* _STATED GOAL_
Add -143 to every coordinate value in the answers of the entries, starting at the line holding "trim. Return only the coordinates." and running through the end of the entries, inclusive. Reproduce only those lines, with the requests left unchanged.

(Data listing)
▼▼▼
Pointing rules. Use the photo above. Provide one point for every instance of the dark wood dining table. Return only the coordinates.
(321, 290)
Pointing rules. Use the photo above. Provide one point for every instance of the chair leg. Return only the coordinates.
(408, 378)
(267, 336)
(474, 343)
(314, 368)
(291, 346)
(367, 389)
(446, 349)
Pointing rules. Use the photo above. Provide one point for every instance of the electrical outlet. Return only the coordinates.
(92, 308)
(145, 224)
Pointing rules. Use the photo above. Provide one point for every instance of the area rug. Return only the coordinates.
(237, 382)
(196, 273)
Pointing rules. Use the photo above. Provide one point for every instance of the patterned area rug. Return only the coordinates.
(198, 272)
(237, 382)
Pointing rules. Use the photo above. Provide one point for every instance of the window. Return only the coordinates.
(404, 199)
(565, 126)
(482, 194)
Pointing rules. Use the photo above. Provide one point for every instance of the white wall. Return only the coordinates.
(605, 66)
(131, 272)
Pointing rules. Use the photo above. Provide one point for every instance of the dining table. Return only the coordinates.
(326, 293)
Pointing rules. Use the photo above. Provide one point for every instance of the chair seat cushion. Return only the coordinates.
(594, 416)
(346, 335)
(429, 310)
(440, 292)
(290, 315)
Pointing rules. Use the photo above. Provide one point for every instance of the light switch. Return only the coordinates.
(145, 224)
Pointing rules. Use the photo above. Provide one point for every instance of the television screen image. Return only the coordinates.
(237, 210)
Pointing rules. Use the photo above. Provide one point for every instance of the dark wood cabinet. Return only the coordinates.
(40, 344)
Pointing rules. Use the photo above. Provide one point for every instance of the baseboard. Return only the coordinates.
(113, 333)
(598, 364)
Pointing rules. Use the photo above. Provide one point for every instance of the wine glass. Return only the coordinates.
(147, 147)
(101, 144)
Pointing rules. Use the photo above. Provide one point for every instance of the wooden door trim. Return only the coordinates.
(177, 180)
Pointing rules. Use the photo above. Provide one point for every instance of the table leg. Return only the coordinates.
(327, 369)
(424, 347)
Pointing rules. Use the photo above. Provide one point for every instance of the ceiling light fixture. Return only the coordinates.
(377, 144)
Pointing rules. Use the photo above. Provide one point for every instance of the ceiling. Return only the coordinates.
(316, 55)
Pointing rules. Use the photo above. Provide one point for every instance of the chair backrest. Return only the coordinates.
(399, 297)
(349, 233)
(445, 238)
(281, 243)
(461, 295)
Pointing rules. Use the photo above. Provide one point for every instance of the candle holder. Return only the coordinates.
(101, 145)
▲▲▲
* _EXERCISE OUTPUT_
Pointing rules. Use the photo above. Provide one point for every instance of the wooden door trim. Return only the coordinates.
(34, 37)
Pointing rules. Use the photo above. Provide one point for every instance of the table leg. Return only the coordinates.
(184, 226)
(281, 204)
Pointing rules. Use the photo above. Provide one point for every instance of the ceiling light fixture. Return only the coordinates.
(234, 1)
Pointing rules. Use the photo above. Provide one point for every instance of the ceiling. Return only the coordinates.
(173, -88)
Pointing rules. Use the photo above. Provide one point for every instance of the chair backrest. Return only the coordinates.
(256, 154)
(206, 90)
(302, 95)
(138, 100)
(318, 152)
Pointing rules. Use the photo above. Provide one point for every instance of the candle holder. Return only the coordinates.
(-42, 2)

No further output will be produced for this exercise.